Extract to read:
I have been testing APT Complete for a good 8 months now. It's been working fine so far. I have noticed an increase in GSA (green spot algae) since the very beginning. This is something other people have also reported but I think it is due to under-dosing which I know for a fact I was, at least a good -30% from the RMD. BTW, purposefully.

After this I will fall back to my usual EI recipe as the above was for testing and I am about to delve into a Dutch style scape which requires a dose of craziness but also something a bit more potent than APT Complete.


----------



## PARAGUAY (15 Feb 2021)

Just mention Neutro+ got very good plant growth with my CO2 tank


----------



## paul.in.kendal (15 Feb 2021)

Nick potts said:


> Mixng your own can sound complicated (i found it so), but really can be as simple.
> 
> I simple recipe that will work for most tanks can be found on APF, along with all the powders you need Ei Starter 1 Kit with Bottles - Starter Kits - Dry Chemicals - Fertilisers


Absolutely this. The problem when starting out with EI is that it allows for endless tinkering, and so some people tinker (which is great). But that means you look up EI on here and quickly get lost in all the discussions about tinkering.

If you're new to it  (like me) you probably have to ignore all that, find an appropriate recipe (or ask for one on here), go buy the powders, make up a batch and you're done!


----------

Set problem A: Starting at the beginning of the entries and going on through the line with "POLYGON ((321 4, 321", extract those lines word for word, both ends included. Leave the pictures out of the answer.
The forum thread and the entries are separate material.

Stored dataset entries
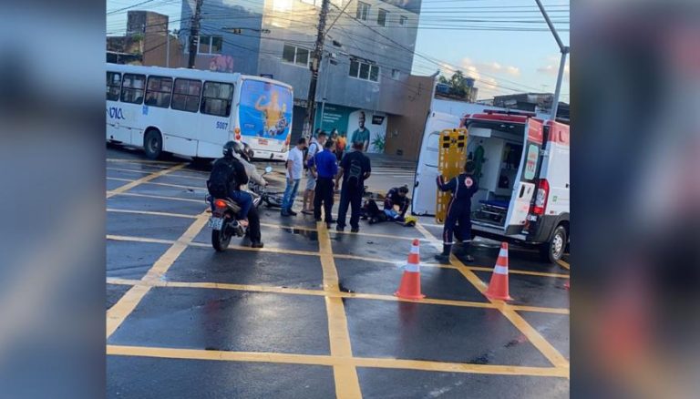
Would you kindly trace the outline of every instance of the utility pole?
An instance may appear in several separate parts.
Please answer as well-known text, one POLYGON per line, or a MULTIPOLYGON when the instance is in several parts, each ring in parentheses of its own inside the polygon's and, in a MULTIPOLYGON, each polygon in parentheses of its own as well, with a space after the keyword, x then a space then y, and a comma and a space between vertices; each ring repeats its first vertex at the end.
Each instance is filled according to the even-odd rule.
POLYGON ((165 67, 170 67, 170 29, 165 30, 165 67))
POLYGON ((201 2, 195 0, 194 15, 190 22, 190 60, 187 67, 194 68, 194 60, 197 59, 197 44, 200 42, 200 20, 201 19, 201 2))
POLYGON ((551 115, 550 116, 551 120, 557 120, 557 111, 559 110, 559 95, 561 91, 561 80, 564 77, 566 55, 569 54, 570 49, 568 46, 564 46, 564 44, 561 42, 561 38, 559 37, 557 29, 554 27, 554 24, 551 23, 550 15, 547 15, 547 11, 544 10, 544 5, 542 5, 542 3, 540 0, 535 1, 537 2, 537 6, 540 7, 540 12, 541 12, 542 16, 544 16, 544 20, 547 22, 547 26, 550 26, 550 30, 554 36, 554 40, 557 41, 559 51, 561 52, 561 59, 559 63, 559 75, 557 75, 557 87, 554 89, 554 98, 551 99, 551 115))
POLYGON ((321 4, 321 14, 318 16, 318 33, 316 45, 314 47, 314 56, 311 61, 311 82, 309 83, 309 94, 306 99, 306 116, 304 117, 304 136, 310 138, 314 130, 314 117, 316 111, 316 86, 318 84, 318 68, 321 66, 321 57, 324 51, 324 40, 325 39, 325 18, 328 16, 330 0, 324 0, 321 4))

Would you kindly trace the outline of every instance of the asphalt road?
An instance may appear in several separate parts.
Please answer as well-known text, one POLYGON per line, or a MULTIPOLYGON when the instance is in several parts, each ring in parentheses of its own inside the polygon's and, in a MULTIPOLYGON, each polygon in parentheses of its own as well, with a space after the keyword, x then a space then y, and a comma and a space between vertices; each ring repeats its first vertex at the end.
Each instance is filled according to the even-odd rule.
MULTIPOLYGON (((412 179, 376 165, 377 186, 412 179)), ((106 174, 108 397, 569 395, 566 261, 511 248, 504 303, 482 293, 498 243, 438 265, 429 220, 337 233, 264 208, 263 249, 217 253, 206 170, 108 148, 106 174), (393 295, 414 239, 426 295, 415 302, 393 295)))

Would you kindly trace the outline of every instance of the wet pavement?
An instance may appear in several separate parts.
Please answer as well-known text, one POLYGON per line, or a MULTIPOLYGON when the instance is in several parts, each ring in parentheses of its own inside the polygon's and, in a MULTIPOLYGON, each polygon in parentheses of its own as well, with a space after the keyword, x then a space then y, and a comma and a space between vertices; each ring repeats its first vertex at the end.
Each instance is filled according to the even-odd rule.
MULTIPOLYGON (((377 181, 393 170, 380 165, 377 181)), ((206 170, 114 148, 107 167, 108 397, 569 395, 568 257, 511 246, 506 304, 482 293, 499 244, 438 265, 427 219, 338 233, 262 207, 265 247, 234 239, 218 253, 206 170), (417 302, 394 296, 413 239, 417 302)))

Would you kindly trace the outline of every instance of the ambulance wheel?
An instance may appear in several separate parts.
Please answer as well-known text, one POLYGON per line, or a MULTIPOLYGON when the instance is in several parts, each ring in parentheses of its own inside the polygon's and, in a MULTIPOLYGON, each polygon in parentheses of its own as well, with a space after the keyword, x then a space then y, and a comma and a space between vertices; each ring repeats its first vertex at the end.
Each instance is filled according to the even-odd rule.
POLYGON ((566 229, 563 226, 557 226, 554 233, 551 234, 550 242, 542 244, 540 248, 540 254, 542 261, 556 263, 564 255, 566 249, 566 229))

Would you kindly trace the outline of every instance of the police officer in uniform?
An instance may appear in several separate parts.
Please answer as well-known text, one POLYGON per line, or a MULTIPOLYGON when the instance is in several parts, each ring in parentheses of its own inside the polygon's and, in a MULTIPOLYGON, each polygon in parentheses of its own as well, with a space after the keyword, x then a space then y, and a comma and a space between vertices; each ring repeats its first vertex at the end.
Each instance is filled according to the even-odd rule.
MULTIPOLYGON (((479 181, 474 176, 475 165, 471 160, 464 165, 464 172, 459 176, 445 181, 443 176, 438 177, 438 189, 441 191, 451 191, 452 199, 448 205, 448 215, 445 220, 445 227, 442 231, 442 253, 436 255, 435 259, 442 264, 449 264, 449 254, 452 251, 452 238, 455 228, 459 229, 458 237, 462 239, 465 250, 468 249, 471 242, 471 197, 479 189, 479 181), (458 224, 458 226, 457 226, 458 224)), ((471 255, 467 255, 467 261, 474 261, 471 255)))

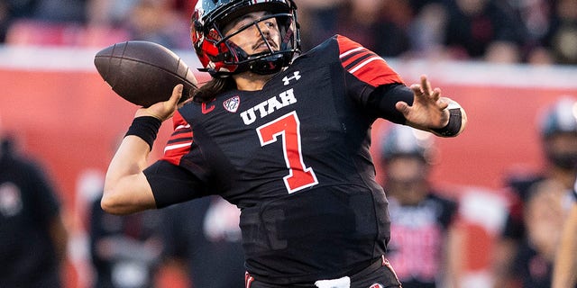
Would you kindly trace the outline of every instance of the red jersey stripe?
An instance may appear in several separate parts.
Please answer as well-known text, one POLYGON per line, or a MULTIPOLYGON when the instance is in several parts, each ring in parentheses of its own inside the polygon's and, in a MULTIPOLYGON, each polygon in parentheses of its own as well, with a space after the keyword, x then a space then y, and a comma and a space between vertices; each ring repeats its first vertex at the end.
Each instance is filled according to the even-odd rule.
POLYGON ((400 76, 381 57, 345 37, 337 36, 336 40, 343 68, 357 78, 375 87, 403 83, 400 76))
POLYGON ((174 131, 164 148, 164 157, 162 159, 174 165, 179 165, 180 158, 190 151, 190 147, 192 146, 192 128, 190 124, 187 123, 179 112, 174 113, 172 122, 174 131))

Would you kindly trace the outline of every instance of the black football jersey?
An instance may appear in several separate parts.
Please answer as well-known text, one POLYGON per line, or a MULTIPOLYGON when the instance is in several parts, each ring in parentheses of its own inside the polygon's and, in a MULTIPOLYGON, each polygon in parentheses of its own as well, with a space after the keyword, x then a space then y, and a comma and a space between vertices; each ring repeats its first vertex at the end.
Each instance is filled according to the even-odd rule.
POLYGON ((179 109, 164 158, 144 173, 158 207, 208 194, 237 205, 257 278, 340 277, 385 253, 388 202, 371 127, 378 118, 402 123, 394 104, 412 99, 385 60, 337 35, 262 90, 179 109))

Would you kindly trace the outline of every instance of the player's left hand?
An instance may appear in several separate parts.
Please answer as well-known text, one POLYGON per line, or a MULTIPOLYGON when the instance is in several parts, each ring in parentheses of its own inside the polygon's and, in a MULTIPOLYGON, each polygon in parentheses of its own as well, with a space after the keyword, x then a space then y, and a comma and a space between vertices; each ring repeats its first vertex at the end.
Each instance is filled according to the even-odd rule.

Set problem B: Rewrite the forum thread starting with "Just mention Neutro+" and going on through "be as simple.", with "complicated" changed to "difficult".

Written response A:
Would you kindly trace the outline of every instance of the utility pole?
An instance may appear in several separate parts.
Please answer as well-known text, one POLYGON per line, or a MULTIPOLYGON when the instance is in several parts, each ring in parentheses of its own inside the polygon's and, in a MULTIPOLYGON, each polygon in parentheses of its own as well, with a space after the keyword, x then a space then y, and a comma and a space between vertices; each ring repeats its first vertex at the end.
Each instance is filled according to the even-odd rule.
POLYGON ((165 67, 170 67, 170 29, 165 30, 165 67))
POLYGON ((201 2, 195 0, 194 15, 190 22, 190 60, 187 67, 194 68, 194 60, 197 59, 197 44, 200 42, 200 20, 201 19, 201 2))
POLYGON ((551 115, 550 116, 551 120, 557 120, 557 111, 559 110, 559 95, 561 91, 561 80, 564 77, 566 55, 569 54, 570 49, 568 46, 564 46, 564 44, 561 42, 561 38, 559 37, 557 29, 554 27, 554 24, 551 23, 550 15, 547 15, 547 11, 544 10, 544 5, 542 5, 542 3, 540 0, 535 1, 537 2, 537 6, 540 7, 540 12, 541 12, 542 16, 544 16, 544 20, 547 22, 547 26, 550 26, 550 30, 554 36, 554 40, 557 41, 559 51, 561 52, 561 59, 559 63, 559 75, 557 75, 557 87, 554 89, 554 98, 551 99, 551 115))
POLYGON ((321 4, 321 14, 318 16, 318 33, 316 45, 314 47, 314 56, 311 61, 311 82, 309 83, 309 94, 306 99, 306 116, 304 117, 304 136, 310 138, 314 130, 314 117, 316 111, 316 86, 318 84, 318 68, 321 66, 321 57, 324 51, 324 40, 325 39, 325 18, 328 16, 330 0, 324 0, 321 4))

Written response B:
Just mention Neutro+ got very good plant growth with my CO2 tank


----------



## paul.in.kendal (15 Feb 2021)

Nick potts said:


> Mixng your own can sound difficult (i found it so), but really can be as simple.